What is expected
Show every line from the items below that contains the word "hand", copying each one in full.

──────── Provided data ────────

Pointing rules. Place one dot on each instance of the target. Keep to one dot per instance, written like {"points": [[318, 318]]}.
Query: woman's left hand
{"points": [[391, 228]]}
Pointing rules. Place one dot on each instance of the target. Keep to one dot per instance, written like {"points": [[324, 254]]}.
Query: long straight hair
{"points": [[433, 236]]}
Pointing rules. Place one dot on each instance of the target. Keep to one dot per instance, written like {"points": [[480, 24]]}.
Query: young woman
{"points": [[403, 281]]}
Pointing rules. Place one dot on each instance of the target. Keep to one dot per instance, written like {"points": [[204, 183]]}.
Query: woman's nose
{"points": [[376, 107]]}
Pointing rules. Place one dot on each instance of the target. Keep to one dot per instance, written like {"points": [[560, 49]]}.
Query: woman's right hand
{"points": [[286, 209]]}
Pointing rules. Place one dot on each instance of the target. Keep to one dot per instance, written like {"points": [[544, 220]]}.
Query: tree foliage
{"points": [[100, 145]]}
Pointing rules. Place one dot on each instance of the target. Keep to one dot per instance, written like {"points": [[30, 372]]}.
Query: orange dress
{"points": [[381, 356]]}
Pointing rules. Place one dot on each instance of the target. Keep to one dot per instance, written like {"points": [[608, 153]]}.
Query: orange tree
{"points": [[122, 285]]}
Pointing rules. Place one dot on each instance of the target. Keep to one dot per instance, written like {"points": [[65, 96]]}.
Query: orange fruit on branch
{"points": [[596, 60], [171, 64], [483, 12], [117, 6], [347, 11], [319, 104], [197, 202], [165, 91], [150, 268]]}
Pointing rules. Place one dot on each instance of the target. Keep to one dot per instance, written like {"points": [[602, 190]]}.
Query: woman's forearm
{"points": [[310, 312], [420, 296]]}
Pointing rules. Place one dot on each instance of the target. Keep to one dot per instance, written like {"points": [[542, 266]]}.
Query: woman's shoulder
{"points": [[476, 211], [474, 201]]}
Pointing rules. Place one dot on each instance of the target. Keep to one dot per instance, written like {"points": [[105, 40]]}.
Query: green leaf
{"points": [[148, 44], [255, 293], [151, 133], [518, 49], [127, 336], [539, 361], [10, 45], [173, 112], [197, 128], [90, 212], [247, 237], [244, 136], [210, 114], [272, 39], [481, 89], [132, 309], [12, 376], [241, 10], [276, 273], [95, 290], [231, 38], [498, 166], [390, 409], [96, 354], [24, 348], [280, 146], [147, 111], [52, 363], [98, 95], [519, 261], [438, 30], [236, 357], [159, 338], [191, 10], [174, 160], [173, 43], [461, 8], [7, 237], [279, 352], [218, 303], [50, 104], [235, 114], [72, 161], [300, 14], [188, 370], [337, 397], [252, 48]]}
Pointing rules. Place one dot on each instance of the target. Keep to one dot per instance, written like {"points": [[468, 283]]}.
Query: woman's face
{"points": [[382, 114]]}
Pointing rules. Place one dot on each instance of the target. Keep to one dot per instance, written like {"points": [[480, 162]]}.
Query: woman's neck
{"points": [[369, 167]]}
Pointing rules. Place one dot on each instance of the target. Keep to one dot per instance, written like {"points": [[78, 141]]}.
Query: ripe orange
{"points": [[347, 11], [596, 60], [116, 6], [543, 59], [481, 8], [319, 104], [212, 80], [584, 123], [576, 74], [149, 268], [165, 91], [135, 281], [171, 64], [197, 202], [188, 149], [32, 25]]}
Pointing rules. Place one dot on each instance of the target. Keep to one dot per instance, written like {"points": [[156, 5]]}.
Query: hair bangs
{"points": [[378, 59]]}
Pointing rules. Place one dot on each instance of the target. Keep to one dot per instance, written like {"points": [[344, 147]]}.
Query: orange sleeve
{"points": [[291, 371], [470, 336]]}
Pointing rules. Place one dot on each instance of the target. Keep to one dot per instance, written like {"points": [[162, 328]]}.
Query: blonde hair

────────

Full output
Query: woman's left hand
Query: woman's right hand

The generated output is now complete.